*Prompt*:
Convert the data below into a CSV with two columns, input and output, with one row for each entry. Put the entry's text in input and its answer in output, wrapping each field in quotes and replacing line breaks with spaces.

*Extracted data*:
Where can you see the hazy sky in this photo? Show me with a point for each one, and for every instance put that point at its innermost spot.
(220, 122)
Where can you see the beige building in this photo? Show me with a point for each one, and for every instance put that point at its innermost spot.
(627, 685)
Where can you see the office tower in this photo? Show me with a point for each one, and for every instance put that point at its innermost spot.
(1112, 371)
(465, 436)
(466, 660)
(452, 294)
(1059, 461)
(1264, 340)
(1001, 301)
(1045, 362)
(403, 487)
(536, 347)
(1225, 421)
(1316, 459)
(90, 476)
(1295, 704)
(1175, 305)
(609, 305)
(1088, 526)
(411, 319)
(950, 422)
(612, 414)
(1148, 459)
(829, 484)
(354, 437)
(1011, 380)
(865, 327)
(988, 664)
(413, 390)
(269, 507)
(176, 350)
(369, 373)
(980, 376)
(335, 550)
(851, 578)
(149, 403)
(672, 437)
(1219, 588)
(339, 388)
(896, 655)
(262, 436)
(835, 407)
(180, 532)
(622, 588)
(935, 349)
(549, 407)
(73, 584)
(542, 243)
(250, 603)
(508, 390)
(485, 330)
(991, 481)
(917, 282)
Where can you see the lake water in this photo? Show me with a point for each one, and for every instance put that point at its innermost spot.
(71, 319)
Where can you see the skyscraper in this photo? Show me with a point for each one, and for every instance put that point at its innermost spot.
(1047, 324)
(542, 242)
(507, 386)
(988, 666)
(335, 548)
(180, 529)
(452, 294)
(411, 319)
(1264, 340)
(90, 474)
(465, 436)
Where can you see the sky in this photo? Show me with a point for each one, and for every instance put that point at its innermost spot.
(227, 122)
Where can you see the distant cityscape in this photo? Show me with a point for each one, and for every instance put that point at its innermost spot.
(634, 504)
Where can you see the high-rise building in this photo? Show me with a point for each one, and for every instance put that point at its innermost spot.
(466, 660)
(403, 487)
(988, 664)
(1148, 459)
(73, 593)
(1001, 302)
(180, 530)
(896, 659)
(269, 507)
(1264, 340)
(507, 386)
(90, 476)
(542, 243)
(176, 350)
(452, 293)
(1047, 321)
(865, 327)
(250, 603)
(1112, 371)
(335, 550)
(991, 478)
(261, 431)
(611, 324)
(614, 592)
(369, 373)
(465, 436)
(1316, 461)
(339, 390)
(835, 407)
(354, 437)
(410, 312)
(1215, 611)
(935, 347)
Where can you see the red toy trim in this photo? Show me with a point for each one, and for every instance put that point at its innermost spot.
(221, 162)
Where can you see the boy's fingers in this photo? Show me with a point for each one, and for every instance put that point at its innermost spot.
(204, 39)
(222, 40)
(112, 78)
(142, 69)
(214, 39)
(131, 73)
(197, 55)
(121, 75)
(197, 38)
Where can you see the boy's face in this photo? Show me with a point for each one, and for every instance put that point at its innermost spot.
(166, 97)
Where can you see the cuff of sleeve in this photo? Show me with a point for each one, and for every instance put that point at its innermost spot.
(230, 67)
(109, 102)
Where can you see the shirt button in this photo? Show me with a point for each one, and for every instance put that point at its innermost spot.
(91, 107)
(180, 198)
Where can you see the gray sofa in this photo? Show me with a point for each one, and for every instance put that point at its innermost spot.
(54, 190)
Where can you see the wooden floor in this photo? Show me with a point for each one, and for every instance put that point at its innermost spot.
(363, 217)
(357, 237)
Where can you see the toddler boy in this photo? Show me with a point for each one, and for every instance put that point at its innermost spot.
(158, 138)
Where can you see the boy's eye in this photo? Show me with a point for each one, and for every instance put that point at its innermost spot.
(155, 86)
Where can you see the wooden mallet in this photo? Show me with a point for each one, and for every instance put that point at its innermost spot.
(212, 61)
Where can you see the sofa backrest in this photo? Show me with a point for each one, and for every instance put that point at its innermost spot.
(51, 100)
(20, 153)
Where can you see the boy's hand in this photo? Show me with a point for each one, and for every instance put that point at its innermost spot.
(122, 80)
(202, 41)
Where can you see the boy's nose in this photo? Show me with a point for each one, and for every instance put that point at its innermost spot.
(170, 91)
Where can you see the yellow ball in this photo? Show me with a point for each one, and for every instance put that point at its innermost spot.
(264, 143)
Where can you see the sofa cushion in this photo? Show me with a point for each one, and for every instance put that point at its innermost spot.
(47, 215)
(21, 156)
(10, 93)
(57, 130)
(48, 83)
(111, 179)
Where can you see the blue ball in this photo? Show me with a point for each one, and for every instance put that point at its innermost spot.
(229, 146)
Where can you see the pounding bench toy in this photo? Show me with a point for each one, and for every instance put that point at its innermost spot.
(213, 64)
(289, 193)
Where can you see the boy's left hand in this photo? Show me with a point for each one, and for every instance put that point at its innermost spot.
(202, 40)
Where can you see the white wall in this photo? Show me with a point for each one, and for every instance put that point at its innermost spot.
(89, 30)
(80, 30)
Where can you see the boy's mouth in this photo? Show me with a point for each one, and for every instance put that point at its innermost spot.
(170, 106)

*Exercise solution*:
input,output
"Where can you see the hazy sky in this photo? Show me with a point for each one, and for every instance put that point at its innermost spot.","(220, 122)"
"Where can you see the beige building in this photo? Show me with a point for each one, and for every instance put that point at its innermost spot.","(627, 685)"
"Where can you see the office tower in this photo? Show me with a point for each one, and for every instance put that point at its innermost spot.","(1112, 371) (465, 436) (466, 660) (452, 294) (1059, 461) (1264, 340) (1001, 301) (1045, 362) (403, 487) (536, 347) (1225, 421) (1316, 459) (90, 476) (1295, 704) (1175, 305) (609, 305) (1088, 526) (411, 319) (950, 422) (612, 414) (1148, 459) (829, 484) (354, 437) (1011, 380) (865, 327) (988, 664) (413, 390) (269, 507) (176, 350) (369, 373) (980, 376) (335, 550) (851, 578) (149, 403) (672, 437) (1219, 588) (339, 388) (896, 655) (262, 436) (835, 407) (180, 532) (622, 588) (935, 349) (549, 407) (73, 584) (542, 243) (250, 603) (508, 390) (485, 330) (991, 481) (917, 282)"
"Where can you see the lake water in this photo? Show me with a point for each one, and for every instance put that point at its innermost spot.","(71, 319)"
"Where can you see the skyscraper in this photo? Show me with a point for each one, and for every instance put that point at its innermost spot.","(1047, 324) (542, 242) (507, 386) (988, 666) (335, 548) (180, 529) (452, 294) (411, 319) (1264, 340) (90, 474) (465, 436)"
"Where can you see the sky in this photo? Show me with a point for each one, and for every instance put that point at its innermost spot.","(227, 122)"
"Where can you see the distant cityscape in this photo? Show me with a point for each one, and for every instance put that point at its innermost spot.","(634, 504)"
"Where can you see the high-rise building in this photo? Show me with a point for each one, and for every instance put that point at its innermost spot.","(466, 660) (403, 487) (988, 664) (1148, 459) (73, 593) (1001, 302) (180, 530) (896, 659) (269, 507) (1264, 340) (507, 386) (90, 476) (542, 243) (176, 350) (452, 293) (1047, 321) (865, 327) (250, 603) (1112, 371) (335, 550) (991, 478) (261, 431) (611, 324) (614, 592) (369, 373) (465, 436) (1316, 461) (339, 390) (835, 407) (354, 437) (410, 312) (1215, 611) (935, 347)"
"Where can you see the red toy trim in this photo? Show me with a point for each one, and for every instance put that point at its innermost spot.","(221, 162)"
"Where can you see the boy's fingers in this photo? Show me with a point for each one, and for every instance put that point at its innermost spot.","(204, 39) (222, 40) (112, 78) (142, 69) (214, 39) (131, 73) (197, 55) (121, 75) (197, 38)"
"Where can you see the boy's face in this photo? Show me with a point for each one, and for every instance put that point at its innermost spot.","(166, 97)"
"Where can you see the cuff of sleeve in this photo? Show me with a point for each one, and for every instance put that point at its innermost spot.","(230, 67) (109, 102)"
"Where can you see the shirt button in this photo? Show me with a point for each one, and for every instance put that point at its innermost spot.","(91, 107) (180, 198)"
"Where can you see the gray sofa in this photo? Show me with a point for each one, and for every instance put that point at its innermost spot.","(54, 190)"
"Where can you see the wooden floor in this photo? Show me with a point for each one, and for every instance put that point at its innermost spot.","(363, 217) (357, 237)"
"Where can you see the toddler boy in this photo? Show me with a point for each one, and for every instance put that point at its innermost spot.","(158, 138)"
"Where can you see the boy's eye in this photo? Show me with a point for each one, and for every instance put that point at its innermost spot.","(155, 86)"
"Where can you see the wooden mallet in this photo? Show me with a point for each one, and for every instance put that point at its innermost spot.","(212, 61)"
"Where can you see the sofa backrest in this photo? Show me with a point for each one, and for every instance put that point at its innermost spot.","(51, 100) (20, 153)"
"Where can you see the boy's hand in this photo? Show me with a point for each one, and for every instance put that point at its innermost spot.","(122, 80) (202, 41)"
"Where can you see the boy's nose in this photo? Show me with a point for each one, and for every instance put that point at its innermost spot.","(170, 91)"
"Where can you see the yellow ball in this photo? Show me with a point for each one, and for every instance put that point at its innermost spot.","(264, 143)"
"Where can you see the sofa cushion in this photo? Show me with a point for each one, and for every instance put that point at its innermost spot.","(47, 215) (21, 156) (10, 93) (57, 130) (48, 83) (111, 179)"
"Where can you see the blue ball in this photo? Show me with a point for each one, and for every instance put that point at its innermost spot.","(229, 146)"
"Where can you see the pounding bench toy in this photo? Show me with a point for each one, and for every instance put that point at its innermost spot.","(213, 64) (289, 193)"
"Where can you see the boy's left hand in this photo? Show me with a point for each one, and for every instance put that point at its innermost spot.","(202, 40)"
"Where can you see the white wall in this photo? Show me with a point for each one, and for every instance put that point at its innermost spot.","(89, 30) (80, 30)"
"Where can you see the boy's mouth in this photo? Show me with a point for each one, and for every instance put that point at its innermost spot.","(170, 106)"